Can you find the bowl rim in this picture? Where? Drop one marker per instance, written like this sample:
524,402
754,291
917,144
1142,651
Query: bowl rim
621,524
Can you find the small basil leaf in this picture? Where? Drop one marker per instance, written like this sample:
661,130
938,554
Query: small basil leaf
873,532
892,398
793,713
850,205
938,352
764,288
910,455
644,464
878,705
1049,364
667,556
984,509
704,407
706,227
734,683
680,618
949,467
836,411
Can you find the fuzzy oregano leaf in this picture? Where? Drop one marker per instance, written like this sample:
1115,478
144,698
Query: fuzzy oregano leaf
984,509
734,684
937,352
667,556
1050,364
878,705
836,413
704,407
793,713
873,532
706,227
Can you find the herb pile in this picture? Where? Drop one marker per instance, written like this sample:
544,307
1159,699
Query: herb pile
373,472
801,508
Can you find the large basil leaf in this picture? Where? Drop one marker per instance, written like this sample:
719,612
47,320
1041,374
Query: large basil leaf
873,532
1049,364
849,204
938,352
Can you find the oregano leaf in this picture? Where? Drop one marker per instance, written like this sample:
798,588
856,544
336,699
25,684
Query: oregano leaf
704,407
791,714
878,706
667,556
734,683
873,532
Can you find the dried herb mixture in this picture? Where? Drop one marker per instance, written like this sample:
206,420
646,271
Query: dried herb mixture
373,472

- **What to do**: Please reproduce the lines above word for word, beginning with the line that contains "Can you find the dried" and continuing through the final line.

- **Task result**:
Can you find the dried herb mixture in this picture? Where? Drop one marker per instance, written like this sample:
206,420
646,271
Query: dried herb mixture
373,472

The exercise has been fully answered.